» **Given records**

########

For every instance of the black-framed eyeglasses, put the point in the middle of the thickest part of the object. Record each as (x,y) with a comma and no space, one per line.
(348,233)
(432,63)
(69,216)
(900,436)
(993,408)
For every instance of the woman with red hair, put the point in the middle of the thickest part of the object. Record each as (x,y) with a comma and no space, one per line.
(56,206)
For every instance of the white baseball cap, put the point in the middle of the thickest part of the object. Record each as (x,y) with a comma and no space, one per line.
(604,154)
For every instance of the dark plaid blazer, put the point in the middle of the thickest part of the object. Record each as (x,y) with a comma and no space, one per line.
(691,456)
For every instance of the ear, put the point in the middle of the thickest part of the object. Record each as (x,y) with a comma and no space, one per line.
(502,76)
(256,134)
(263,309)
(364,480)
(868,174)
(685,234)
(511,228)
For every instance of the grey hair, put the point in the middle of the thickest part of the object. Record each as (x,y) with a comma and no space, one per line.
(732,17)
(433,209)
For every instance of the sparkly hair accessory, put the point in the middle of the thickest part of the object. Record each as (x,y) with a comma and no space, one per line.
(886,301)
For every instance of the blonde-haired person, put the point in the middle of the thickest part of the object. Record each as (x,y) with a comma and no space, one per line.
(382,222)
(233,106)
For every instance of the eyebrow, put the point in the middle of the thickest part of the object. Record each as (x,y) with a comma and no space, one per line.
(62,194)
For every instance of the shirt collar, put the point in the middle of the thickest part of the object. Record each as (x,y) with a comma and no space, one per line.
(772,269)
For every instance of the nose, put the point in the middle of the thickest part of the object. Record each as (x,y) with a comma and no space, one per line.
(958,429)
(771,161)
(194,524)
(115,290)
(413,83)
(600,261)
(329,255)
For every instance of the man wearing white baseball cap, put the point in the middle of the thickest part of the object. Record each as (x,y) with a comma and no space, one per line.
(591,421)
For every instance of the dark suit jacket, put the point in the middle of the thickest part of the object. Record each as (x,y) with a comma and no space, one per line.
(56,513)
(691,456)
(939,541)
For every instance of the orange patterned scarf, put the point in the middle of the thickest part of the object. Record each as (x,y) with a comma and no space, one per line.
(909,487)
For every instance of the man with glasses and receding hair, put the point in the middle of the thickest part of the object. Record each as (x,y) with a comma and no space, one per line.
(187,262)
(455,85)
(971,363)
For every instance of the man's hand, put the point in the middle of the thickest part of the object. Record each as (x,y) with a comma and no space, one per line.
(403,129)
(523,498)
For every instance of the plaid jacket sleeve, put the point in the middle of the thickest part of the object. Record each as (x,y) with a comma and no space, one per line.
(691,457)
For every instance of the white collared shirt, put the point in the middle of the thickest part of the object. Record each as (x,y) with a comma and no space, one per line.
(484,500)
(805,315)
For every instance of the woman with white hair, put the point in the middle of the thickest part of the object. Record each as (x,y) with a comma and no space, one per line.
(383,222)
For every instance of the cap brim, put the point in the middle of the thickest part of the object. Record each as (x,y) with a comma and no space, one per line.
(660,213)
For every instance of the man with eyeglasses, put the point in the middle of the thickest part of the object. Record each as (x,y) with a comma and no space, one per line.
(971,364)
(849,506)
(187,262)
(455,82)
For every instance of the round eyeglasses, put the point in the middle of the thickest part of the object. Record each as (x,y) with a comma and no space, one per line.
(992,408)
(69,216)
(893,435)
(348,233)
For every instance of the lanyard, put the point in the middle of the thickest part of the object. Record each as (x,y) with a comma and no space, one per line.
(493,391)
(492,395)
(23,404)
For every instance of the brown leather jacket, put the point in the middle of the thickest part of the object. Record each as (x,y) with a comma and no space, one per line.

########

» **Task instructions**
Copy out every line of the records above verbatim, in the same order.

» **Correct response**
For every instance of the black-framed eyeglasses, put the point in the middle of the thickest part of the object. Record each as (x,y) with a comma and no space, one per line.
(348,233)
(432,63)
(69,216)
(900,436)
(993,408)
For every instance of the woman with red hair, put the point in the middle of the thickest part of the object. Record each as (x,y) with a comma and no space, one per line.
(56,206)
For every instance of the white baseball cap, put the point in the middle of the thickest part of the object. Record each as (x,y) with a comma and no space, one per line.
(604,154)
For every instance of the dark plaid blazer, put the point in the middle of the thickest part of the object. Record each as (x,y) with a comma and no space, one per line.
(691,456)
For every instance of the ear, put the point in the middle of the thickest part of the object. Record each as (x,y) with a comma and no space, one per line.
(502,76)
(256,134)
(263,309)
(364,480)
(868,174)
(685,234)
(511,228)
For every instance of the grey hair, put the point in the middle of the thickest part of the object. Record each as (x,y) with a comma and no space, one per line.
(732,17)
(433,209)
For every instance of the sparkly hair accessory, put the point in the middle of the thickest part of the object. Record each as (x,y) with a comma and no space, one per line.
(886,301)
For every instance of the blonde-haired person, put the point in the middle of the thickest part of the object. Record each as (x,y) with a comma and no space, one per line.
(382,222)
(233,106)
For every instance of the eyebrow, put the point in the middle of the thickest part of the object. Record each as (x,y) with a comma and no space, one per line.
(62,194)
For every instance of the shirt collar, put the point in the middle of the thickest part of the object. Record each as (x,y) with a comma and no space, one per line.
(772,269)
For every instance of the nose, put the point in the middle of the thickest part of the object. Record each as (x,y) with a comma and no space, one per line.
(958,429)
(771,161)
(194,524)
(115,290)
(413,83)
(600,261)
(329,255)
For every instance of the man wearing white baseball cap, put the point in the middle of the thickest part of the object. Record each as (x,y) with a comma and no space, one per line.
(591,421)
For every instance of the dark suit jacket, put the point in the middle of the thickest part of the object. Record each as (x,y) with a comma and no space, one per line.
(56,513)
(691,456)
(939,541)
For every instance of the orange patterned scarf, put the point in the middle of the thickest part of the object. Record each as (x,y) with a comma and no space, one per line.
(909,487)
For every instance of the man with glasses and receding hair, put the point in the middle of the thickest part of the object. Record each as (x,y) with a comma and no space, one per line.
(187,262)
(455,85)
(971,363)
For every instance of the man's hand, put the point in the middle of the thickest part of the object. Record each as (x,y) with a comma and no space, one per line.
(403,129)
(523,498)
For every instance of the plaid jacket sleeve, put the point in the middle of the thickest part of the object. Record each as (x,y) with a comma and no space, one per line.
(691,457)
For every instance of the white collared shirt, put the point in the middle of the thickest part of the object. Record each as (x,y) with a comma and no space, one per line.
(484,500)
(805,315)
For every instance of the woman with white hair, put the point in the middle of the thickest part of the object. Record each as (x,y) with a comma and no space, one per line.
(383,222)
For every instance of the cap brim, put the point in the middle of the thickest part of the object. Record each as (x,y) with a comma and no space, one per line.
(660,213)
For every instance of the man with eyeglasses, put the point in the middle of the thickest part of the object. Record each as (x,y) with a comma and no space, one per line.
(971,364)
(849,506)
(187,262)
(455,82)
For every instance of the round eyeglasses, put the point in the middle of the thickest part of the object. Record each as (x,y) with a comma and no space, one per line.
(992,408)
(69,216)
(893,435)
(348,233)
For every instance of the lanyard, put the point in the middle of the thickest part of the object. Record each as (x,y) with a comma and no space, one per line.
(493,391)
(492,395)
(23,404)
For every instance of the brown leather jacket, put the point in the middle of the thickest part of the object. Record each as (x,y) with a comma and no space, one per line.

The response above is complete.